What you should do =
Reproduce everything from the line containing "of the flower" down to the end of the items, both ends included. Keep every request as it is, and multiply each point coordinate in the answers by 2.05, rounding to a whole number with halves going up.

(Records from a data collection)

═══

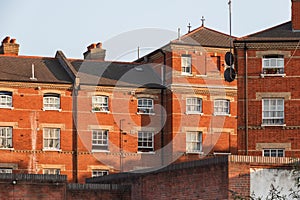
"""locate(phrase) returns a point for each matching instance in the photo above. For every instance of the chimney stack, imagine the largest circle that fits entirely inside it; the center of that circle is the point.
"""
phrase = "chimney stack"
(296, 15)
(95, 52)
(9, 46)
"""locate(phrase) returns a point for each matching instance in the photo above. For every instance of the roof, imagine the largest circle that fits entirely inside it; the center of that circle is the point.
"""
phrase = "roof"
(116, 73)
(19, 68)
(280, 32)
(206, 37)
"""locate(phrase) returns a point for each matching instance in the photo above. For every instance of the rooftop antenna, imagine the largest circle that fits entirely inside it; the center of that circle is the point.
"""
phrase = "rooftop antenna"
(189, 27)
(229, 73)
(203, 20)
(229, 4)
(32, 73)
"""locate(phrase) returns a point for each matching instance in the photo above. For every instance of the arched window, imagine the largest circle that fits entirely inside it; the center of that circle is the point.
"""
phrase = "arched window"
(5, 99)
(51, 101)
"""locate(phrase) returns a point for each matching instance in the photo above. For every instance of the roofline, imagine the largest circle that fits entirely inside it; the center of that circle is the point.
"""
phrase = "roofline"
(204, 27)
(251, 35)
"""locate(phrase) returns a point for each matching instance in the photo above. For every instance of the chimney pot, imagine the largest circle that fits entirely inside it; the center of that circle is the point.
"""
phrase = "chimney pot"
(9, 46)
(296, 15)
(6, 40)
(99, 45)
(13, 41)
(95, 52)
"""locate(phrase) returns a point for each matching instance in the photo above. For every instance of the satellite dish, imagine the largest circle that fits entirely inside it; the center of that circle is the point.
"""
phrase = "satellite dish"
(229, 74)
(229, 60)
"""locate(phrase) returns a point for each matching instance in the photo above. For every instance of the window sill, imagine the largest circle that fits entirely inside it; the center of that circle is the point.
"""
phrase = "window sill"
(199, 75)
(4, 107)
(222, 114)
(195, 152)
(52, 150)
(100, 111)
(194, 113)
(48, 109)
(139, 113)
(8, 149)
(100, 151)
(280, 125)
(147, 152)
(186, 74)
(272, 75)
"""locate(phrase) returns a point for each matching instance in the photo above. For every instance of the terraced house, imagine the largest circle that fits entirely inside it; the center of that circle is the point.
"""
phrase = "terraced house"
(268, 80)
(91, 117)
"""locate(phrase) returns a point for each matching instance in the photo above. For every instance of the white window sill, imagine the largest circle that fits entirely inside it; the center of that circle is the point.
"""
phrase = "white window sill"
(272, 75)
(140, 113)
(195, 152)
(148, 152)
(194, 113)
(8, 148)
(222, 114)
(49, 109)
(46, 149)
(100, 111)
(100, 151)
(186, 74)
(6, 107)
(280, 125)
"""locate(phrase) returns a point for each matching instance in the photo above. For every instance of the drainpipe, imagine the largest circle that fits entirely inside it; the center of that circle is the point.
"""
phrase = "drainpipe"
(246, 97)
(162, 95)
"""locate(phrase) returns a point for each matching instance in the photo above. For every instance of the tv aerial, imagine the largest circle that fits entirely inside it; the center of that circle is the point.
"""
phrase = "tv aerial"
(229, 73)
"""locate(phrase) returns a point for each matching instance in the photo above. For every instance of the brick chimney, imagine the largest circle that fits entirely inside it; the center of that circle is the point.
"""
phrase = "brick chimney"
(95, 52)
(9, 46)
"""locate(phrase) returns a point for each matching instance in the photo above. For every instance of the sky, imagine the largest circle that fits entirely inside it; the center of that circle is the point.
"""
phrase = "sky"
(42, 27)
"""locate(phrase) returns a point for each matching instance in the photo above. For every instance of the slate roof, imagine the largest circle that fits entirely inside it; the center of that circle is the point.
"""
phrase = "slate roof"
(19, 68)
(206, 37)
(116, 73)
(280, 32)
(50, 70)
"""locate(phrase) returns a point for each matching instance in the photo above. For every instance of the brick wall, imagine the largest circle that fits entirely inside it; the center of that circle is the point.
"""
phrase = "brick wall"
(54, 187)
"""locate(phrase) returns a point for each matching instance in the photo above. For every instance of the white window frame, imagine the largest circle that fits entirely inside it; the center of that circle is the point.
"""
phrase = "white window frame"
(99, 172)
(273, 113)
(193, 105)
(273, 152)
(100, 139)
(221, 107)
(145, 141)
(273, 65)
(53, 171)
(100, 103)
(194, 142)
(145, 106)
(5, 99)
(51, 101)
(51, 139)
(5, 170)
(186, 64)
(6, 134)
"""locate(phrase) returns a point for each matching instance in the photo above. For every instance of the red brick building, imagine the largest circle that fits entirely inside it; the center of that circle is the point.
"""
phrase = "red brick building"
(200, 104)
(90, 117)
(61, 116)
(268, 79)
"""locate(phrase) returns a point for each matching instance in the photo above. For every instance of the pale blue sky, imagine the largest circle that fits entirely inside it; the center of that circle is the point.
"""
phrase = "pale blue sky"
(42, 27)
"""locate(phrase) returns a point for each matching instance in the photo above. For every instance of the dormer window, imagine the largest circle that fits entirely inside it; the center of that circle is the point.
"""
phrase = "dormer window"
(145, 106)
(186, 65)
(100, 104)
(5, 99)
(51, 101)
(273, 64)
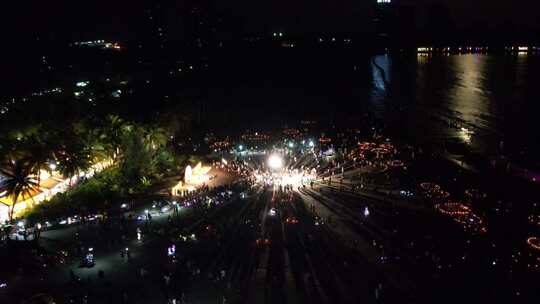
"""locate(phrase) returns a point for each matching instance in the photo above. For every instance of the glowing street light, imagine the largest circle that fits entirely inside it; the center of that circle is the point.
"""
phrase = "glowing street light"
(275, 162)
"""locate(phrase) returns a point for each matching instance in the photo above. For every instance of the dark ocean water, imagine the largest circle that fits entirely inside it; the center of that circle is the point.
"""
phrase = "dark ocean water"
(477, 99)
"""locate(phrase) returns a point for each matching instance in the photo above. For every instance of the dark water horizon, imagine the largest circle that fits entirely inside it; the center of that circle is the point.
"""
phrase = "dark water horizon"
(482, 101)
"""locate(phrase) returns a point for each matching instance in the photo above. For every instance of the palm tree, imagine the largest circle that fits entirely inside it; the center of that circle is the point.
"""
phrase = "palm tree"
(113, 135)
(155, 138)
(18, 182)
(72, 162)
(38, 157)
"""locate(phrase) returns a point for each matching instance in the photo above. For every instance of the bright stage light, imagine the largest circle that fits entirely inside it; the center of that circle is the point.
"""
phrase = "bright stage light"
(275, 162)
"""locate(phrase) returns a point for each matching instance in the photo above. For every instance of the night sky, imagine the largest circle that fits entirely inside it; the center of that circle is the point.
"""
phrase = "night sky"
(66, 18)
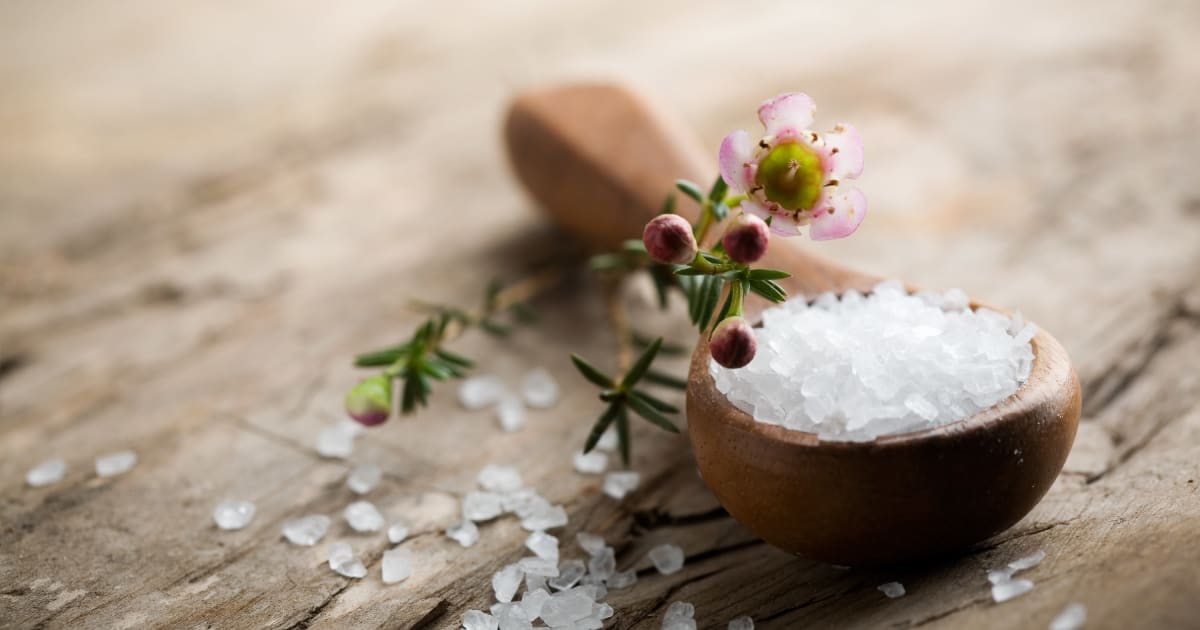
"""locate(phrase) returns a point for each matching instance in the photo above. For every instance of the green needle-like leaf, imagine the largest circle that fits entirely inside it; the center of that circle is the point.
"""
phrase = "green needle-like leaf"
(641, 365)
(601, 425)
(591, 372)
(643, 409)
(665, 379)
(690, 190)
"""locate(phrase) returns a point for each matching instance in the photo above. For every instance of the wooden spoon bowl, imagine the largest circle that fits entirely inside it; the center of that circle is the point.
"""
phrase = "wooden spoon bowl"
(600, 160)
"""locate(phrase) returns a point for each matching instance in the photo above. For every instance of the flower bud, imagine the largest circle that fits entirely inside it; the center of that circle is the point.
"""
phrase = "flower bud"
(747, 239)
(370, 401)
(733, 343)
(669, 239)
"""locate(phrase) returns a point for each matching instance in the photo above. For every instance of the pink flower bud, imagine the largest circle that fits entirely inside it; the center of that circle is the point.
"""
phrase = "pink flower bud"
(733, 343)
(370, 401)
(669, 239)
(747, 239)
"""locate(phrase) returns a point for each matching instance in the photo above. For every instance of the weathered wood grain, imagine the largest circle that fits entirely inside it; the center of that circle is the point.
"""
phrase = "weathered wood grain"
(204, 210)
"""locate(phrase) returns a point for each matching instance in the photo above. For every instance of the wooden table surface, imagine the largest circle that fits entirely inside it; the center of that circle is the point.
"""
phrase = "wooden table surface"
(205, 209)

═══

Output for this task =
"""locate(phrase) returns a point for each matching instance in the photo above. For every instance of the flower bud, imagine the largest circle that fits entirely inside it; the center of that circle is the point.
"""
phrase = "flower bud"
(1531, 490)
(759, 822)
(1503, 703)
(1371, 490)
"""locate(phrase) returns a point for each matching instance in the photo above. For every instance of the pink flower bud, imagine the largest circle that fits entirely inside it; the center of that circle is the point.
"""
phrase = "pink flower bud"
(1503, 703)
(759, 822)
(1371, 490)
(1531, 490)
"""locate(phrase) returns a point for each matching instance in the photo above. For every instance of the weathered wood grain, imagine the largest circle that fits entirely inside it; the center of that circle is the point.
"""
phrase = "weathered wood grain"
(418, 431)
"""locate(phrase) returns a point for each matching instance in the photo above. For every instance of the wooden table surface, imagine the largest circle that fits entirely inside it; the center of that circle is the point.
"""
phrase = "wooden table surface"
(420, 428)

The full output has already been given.